Text passage.
BEIJING, 5 May 2022:
European business confidence has taken a hit in China due to stringent coronavirus restrictions – with some companies considering shifting current or planned investments to other markets, a new report said today.
The European Chamber surveyed how China’s Covid-19 policy and Russia’s war in Ukraine impacted European businesses in the Asian country.
“The results show both factors are creating severe challenges to European business operations, with logistics suffering the most overall,” the survey found.
Stringent lockdown measures in at least 45 cities imposed to contain the latest coronavirus outbreaks are causing massive uncertainty for businesses in China, said the report.
According to the survey, three-quarters of respondents report the measures had negatively impacted their operations – most acutely on logistics, warehousing, business travel and the ability to conduct face-to-face meetings.
Supply chains have taken a pounding, both upstream and downstream, with 92% of companies being affected by measures like China’s recent port closures, decrease in road freight, and spiralling sea freight costs.
“Significantly, as a result of China’s Covid-19 policy, 23% of respondents are now considering shifting current or planned investments out of China to other markets – more than double the number that were considering doing so at the beginning of 2022,” the report said.
It is the highest proportion of Europeans considering shifting out of China in a decade.
Some 7% are also considering shifting their investments due to the war in Ukraine, said the survey.
The report findings say that 60% of respondents have decreased their 2022 revenue forecasts.
Some 78% of respondents feel China is a less attractive investment destination due to its more stringent Covid-19 restrictions.
“Our members are willing to weather the current storm, but if the current situation continues, they will, of course, increasingly evaluate alternatives to China,” said Jorg Wuttke, president of the EU Chamber of Commerce.
“A more expensive, functioning market is better than one that is relatively cheaper but paralysed.”
Denis Depoux, global managing director of Roland Berger, said the uncertainty caused by the stringent Covid-19 policies impeded the ability of European companies to make sound business decisions in an overall deteriorating economic context due to the Ukraine war impact.
“A clearer crisis exit strategy would help maintain confidence in a European business community still highly committed to Chinese markets.”

What this task involves.
Extend the report on European business confidence in China, beginning after its final sentence.

Dataset extract.
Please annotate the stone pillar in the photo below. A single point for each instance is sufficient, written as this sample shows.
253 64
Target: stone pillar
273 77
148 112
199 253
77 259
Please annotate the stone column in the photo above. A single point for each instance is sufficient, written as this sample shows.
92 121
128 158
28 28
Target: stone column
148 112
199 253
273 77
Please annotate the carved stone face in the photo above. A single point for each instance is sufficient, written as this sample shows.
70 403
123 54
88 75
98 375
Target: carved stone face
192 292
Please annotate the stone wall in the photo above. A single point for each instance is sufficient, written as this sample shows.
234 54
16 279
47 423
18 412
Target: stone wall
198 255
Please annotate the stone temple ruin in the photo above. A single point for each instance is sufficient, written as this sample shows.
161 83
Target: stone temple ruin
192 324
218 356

Exercise response.
Chinese authorities are intensifying travel controls, carrying out mass tests on the population and recommending remote working in large cities like Beijing to curb the latest omicron-fueled wave of coronavirus infections.
The capital registered 42 new confirmed cases of Covid this morning, and another 39 in the afternoon, bringing the total number of infections since the start of the outbreak currently affecting the city to 544.
The figures are worrying enough for local authorities to impose a series of tough measures to prevent infections and reinforce the state’s “zero-Covid” policy after the holidays marking Labour Day on May 1.
Today saw the end of a period of three consecutive days in which residents of the Chaoyang district, the most affected and where embassies and the business district are located, had to take daily nucleic acid tests.
A negative test result no more than 48 hours old is required to enter the few spaces in the city that remain open — restaurants, gyms and other indoor establishments are all closed.
The fact that up to 60 subway stations and several bus routes have been closed in the district has prompted the city government to encourage residents to work from home or use their own means — in many cases bicycles — to get to work.
Meanwhile, the effect of the restrictions is already being shown in declining spending rates, which fell during the May holiday: train travel was down 30.2% year-on-year, and domestic tourism revenues were down 42.9% compared to 2021.
Box offices at movie theatres also fell by 81% and hotel prices by 50% compared to the same period last year, according to official statistics released today.
But the situation is still particularly serious in Shanghai, which remains completely locked down: 261 new cases were reported today, a slight upturn after almost two consecutive weeks of falling infections.
The city has registered more than 580,000 cases in total. Almost 9,000 PCR testing stations have been set up in an effort to control the situation.
Chinese authorities say their “zero-Covid” policy aims to preserve the health of people over 60 years of age who are still not fully vaccinated, amid fears of a possible collapse in hospitals if the measures being implemented are eased.
Apart from Beijing and Shanghai, the wave of infections continues to spread to several areas of the country, with cases of community transmission reported in provinces such as Canton (south), Zhejiang and Henan (centre), where the provincial capital, Zhengzhou, has also imposed travel restrictions until May 10.
In March, China marked two years since it closed its borders to most foreigners, set quarantines of at least two weeks — in state designated hotels — for anyone entering the country, and limited international air traffic to about 2% of pre-pandemic levels.
While that policy will remain for the foreseeable future, there have been some tweaks, as suggested by the fact that Beijing last night updated the rules for entering the city from other countries.
Under the new measures, international passengers wanting to enter Beijing will go from a mandatory 14- or 21-day quarantine in a hotel to a 10-day quarantine followed by seven days at the traveller’s home.
Experts say they will take this measure because of the shorter incubation period required by the omicron variant, which is causing the largest wave of cases in the Asian country since the pandemic began.